## Aim
How many lines in the records below contain the string "shop"? Case matters, and give only the number.

## Object position labeling entries
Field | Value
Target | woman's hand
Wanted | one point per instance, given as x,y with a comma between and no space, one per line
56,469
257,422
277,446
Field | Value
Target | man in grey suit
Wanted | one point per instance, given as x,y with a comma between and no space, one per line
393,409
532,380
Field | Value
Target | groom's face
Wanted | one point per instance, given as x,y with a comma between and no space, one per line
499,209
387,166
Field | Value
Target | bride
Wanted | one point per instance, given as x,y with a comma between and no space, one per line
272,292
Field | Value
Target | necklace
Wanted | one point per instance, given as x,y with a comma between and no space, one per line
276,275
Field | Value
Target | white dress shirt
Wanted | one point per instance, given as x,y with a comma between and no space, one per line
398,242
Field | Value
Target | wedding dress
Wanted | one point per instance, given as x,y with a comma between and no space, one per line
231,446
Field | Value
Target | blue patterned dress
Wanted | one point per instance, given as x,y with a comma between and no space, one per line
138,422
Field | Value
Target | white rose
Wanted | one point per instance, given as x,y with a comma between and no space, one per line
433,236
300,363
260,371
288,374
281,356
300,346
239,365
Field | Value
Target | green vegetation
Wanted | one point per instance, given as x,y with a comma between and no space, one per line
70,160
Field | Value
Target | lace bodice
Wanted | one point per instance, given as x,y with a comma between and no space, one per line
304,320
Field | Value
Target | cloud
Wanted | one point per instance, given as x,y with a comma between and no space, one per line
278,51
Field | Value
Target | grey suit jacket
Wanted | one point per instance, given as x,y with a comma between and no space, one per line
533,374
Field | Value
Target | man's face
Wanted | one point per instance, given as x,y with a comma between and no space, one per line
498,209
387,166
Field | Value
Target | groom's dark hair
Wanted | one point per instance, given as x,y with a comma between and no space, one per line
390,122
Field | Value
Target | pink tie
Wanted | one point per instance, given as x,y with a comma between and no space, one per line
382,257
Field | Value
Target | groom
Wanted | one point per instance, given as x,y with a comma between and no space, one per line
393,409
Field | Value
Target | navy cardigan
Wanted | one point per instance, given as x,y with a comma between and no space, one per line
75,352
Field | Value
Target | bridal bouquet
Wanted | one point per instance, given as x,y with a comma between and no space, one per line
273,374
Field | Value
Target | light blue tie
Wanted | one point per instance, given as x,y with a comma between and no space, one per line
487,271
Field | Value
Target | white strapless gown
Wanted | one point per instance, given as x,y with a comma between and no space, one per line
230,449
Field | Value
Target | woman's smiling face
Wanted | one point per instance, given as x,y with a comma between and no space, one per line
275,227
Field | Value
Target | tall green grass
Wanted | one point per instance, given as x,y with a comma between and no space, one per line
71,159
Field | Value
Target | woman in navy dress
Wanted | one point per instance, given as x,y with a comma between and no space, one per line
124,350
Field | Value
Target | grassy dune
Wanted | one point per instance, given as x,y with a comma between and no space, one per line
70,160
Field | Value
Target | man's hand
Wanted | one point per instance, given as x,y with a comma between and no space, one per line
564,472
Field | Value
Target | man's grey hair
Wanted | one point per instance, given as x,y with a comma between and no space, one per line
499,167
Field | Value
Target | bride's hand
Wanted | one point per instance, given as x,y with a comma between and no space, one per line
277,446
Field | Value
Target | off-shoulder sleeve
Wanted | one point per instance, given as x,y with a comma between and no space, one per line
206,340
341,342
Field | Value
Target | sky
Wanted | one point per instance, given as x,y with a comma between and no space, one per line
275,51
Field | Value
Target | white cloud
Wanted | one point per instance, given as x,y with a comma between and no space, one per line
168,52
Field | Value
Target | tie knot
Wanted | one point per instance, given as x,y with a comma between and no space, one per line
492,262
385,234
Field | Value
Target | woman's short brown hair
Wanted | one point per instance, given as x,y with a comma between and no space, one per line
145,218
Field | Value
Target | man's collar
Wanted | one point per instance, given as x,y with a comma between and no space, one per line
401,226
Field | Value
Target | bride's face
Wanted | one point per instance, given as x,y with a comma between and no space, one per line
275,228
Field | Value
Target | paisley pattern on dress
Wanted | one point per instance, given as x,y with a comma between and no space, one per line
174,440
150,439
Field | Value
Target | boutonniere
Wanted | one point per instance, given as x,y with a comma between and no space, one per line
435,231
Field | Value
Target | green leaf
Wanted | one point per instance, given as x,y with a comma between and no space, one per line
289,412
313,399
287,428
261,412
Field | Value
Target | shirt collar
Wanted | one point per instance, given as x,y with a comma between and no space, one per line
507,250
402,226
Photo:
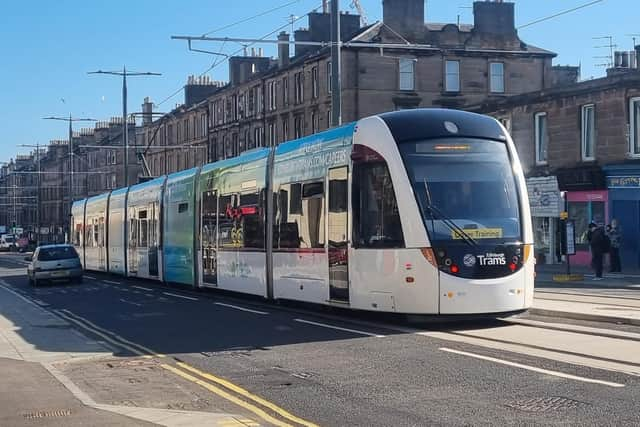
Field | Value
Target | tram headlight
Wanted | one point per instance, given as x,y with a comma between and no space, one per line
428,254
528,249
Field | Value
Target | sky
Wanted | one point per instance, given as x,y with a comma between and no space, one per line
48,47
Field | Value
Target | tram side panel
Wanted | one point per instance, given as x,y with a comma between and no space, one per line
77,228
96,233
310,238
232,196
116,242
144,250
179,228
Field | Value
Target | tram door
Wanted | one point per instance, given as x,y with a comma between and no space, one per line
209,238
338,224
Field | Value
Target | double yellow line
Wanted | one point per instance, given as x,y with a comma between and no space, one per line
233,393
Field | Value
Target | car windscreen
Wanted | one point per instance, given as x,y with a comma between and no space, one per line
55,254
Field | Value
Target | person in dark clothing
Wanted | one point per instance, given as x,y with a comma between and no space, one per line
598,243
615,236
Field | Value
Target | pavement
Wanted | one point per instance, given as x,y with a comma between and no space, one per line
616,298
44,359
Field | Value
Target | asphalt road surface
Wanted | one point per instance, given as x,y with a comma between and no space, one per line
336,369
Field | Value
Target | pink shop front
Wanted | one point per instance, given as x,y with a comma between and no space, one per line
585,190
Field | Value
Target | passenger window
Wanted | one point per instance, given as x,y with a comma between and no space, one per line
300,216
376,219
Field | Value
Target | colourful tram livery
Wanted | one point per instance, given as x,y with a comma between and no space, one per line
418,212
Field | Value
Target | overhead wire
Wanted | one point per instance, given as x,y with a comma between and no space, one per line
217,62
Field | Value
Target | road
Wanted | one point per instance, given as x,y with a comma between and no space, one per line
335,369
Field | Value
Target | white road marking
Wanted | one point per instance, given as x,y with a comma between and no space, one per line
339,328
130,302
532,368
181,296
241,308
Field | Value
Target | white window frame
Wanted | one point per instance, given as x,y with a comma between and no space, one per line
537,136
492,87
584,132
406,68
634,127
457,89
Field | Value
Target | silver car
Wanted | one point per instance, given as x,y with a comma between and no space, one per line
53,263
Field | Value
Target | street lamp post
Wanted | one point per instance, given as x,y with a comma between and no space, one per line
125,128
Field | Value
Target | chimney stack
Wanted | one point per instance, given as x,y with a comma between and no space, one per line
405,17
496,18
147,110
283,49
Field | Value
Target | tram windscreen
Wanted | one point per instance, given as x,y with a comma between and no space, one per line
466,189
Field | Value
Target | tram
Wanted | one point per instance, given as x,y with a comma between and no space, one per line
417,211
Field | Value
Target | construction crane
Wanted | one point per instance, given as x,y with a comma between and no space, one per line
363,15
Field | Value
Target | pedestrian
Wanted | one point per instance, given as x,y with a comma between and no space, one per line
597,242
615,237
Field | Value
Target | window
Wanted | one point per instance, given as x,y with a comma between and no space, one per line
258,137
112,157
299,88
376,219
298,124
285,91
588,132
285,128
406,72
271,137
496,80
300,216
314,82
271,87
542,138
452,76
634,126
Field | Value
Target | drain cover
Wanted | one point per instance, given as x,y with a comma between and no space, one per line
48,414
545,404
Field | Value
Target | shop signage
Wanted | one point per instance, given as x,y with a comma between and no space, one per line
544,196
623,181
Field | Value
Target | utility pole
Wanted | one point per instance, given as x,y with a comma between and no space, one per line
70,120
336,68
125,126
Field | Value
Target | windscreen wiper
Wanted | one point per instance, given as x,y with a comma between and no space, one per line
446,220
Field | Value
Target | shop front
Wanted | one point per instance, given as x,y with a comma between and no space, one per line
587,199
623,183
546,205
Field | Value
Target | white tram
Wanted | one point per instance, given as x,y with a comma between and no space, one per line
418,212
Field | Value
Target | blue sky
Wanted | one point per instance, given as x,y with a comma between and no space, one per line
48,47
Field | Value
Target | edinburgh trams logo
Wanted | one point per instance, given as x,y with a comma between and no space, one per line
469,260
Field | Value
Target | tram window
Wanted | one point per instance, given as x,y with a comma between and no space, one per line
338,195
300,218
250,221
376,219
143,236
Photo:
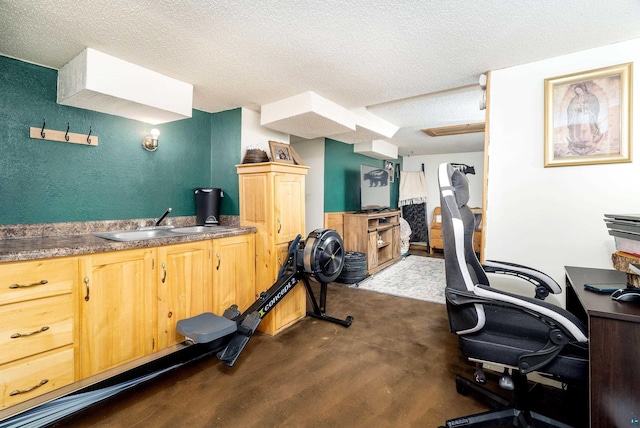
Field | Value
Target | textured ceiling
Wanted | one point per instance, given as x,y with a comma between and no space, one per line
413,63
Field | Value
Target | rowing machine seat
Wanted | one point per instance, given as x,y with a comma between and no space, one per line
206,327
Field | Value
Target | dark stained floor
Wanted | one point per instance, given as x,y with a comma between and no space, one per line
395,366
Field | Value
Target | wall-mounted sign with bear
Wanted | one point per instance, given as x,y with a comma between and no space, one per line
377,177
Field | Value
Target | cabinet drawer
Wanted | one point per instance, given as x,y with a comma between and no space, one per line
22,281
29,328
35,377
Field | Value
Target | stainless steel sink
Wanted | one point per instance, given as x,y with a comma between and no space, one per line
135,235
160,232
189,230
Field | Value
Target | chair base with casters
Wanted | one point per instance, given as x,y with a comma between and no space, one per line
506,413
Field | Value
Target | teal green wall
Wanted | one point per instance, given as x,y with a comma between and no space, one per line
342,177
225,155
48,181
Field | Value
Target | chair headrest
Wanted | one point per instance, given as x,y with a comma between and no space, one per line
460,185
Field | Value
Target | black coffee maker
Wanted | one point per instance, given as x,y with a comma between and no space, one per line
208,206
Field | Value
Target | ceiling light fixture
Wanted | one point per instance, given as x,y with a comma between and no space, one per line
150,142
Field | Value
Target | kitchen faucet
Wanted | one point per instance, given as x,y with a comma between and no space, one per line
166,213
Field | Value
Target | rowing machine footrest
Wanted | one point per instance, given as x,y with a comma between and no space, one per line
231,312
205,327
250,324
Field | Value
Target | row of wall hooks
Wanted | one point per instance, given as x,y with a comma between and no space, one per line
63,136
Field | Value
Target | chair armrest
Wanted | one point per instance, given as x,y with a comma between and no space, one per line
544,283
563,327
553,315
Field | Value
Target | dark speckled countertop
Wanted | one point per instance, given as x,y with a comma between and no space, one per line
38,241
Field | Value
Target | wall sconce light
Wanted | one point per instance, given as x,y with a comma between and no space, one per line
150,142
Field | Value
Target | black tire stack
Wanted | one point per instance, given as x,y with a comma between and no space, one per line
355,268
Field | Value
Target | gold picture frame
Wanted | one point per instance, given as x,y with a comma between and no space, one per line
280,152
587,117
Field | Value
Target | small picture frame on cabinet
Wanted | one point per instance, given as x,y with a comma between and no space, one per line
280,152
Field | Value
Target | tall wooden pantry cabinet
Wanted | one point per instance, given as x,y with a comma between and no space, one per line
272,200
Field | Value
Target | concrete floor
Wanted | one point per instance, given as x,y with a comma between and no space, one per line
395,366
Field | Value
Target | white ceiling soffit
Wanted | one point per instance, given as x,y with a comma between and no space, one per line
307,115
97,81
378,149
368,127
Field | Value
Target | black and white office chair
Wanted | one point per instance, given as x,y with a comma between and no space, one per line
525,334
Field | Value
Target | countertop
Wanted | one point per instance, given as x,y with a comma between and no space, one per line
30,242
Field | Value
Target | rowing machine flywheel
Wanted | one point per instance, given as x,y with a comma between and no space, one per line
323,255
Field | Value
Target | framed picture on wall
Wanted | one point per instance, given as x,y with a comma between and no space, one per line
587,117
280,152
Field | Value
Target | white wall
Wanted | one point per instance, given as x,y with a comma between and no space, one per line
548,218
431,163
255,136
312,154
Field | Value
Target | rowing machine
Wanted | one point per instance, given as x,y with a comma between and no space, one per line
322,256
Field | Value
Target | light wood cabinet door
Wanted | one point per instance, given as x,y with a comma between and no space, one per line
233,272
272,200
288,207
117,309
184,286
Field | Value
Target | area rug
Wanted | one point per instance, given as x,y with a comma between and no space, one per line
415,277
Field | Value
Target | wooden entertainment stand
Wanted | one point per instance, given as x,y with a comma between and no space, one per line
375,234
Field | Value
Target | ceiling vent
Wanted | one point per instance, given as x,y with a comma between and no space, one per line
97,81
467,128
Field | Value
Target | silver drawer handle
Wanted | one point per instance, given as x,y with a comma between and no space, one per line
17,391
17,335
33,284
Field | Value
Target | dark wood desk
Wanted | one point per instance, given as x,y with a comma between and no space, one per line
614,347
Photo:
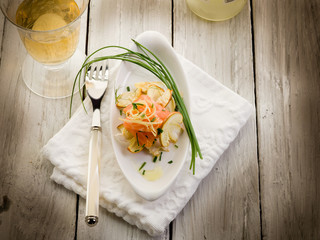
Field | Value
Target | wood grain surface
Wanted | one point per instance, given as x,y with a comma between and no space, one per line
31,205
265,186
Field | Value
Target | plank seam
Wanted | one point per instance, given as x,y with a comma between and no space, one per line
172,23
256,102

## Full response
3